(Records from a data collection)
= = =
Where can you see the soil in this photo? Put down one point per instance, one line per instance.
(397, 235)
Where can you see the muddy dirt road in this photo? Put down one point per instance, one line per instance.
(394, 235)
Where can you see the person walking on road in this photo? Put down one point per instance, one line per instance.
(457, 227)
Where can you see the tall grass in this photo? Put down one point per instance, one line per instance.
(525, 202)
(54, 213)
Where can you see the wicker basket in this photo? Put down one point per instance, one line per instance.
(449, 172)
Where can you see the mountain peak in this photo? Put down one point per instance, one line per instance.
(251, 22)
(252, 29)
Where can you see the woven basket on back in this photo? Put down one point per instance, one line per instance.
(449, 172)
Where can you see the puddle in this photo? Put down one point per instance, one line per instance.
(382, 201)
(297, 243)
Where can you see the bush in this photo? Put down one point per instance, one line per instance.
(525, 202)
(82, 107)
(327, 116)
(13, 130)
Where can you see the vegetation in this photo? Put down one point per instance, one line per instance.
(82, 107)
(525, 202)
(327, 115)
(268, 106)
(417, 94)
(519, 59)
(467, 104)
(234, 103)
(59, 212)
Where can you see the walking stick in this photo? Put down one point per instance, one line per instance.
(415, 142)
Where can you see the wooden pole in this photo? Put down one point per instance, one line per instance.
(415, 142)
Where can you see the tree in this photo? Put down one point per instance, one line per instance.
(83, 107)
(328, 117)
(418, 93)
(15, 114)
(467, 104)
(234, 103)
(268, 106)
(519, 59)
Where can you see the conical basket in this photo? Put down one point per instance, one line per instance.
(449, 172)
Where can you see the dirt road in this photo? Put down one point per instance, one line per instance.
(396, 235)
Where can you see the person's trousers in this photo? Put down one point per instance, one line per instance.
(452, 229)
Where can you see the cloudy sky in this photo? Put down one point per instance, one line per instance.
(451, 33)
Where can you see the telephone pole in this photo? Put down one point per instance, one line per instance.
= = =
Pull every line of the data above and reproduce each one word for word, without changes.

Where can you see the soil in this photo? Put down one point per instance, one line per instance.
(397, 235)
Where can you see the muddy dirt road in this photo? Put down one point per instance, one line per instance.
(394, 235)
Where can you see the person walking on road in this photo? Put down one point per instance, one line per instance.
(457, 227)
Where can you see the tall grass in this photo? Put down one point per instance, one line per instance.
(525, 202)
(54, 213)
Where can you see the wicker basket in this photo? Put down one point per instance, one line per instance.
(449, 172)
Where can you see the mountain peak in this photo? Put down one point per instance, one line per instance.
(251, 22)
(252, 29)
Where can you see the woven basket on back in this photo? Put down one point per instance, one line per instance.
(449, 172)
Where can you see the puddle in this photo? Put down one point per instance, one line per instance.
(382, 201)
(297, 243)
Where can you see the bush in this photo? Put down one point per instance, one line per instance.
(525, 202)
(82, 107)
(327, 116)
(13, 130)
Where can you see the vegetation in this photo? Put down one point per instance, one line per instance.
(82, 107)
(525, 202)
(327, 115)
(268, 106)
(417, 94)
(519, 59)
(467, 104)
(234, 103)
(59, 212)
Where can you see the walking stick in this photo? Put down one point per instance, one line per instance.
(415, 142)
Where can you see the wooden pole in this photo? Put down one point per instance, one line per instance.
(415, 142)
Where can you see the tree in this photo? Put down one point per instance, one line per instance.
(83, 107)
(328, 117)
(418, 93)
(15, 114)
(467, 104)
(234, 103)
(268, 106)
(519, 59)
Where can you see the conical basket in this photo? Put down one point per instance, one line per instance.
(449, 172)
Where can you see the dirt road in this photo? Put down one point per instance, one line per instance.
(396, 235)
Where can you see the person's trousers in this photo? Put down one point per instance, one line per instance.
(452, 229)
Where can you see the cloudy sky in this photo? Put down one point per instance, one line per instance.
(451, 33)
Where can you see the telephone pole in this photo? Put down one point per instance, one line per instance.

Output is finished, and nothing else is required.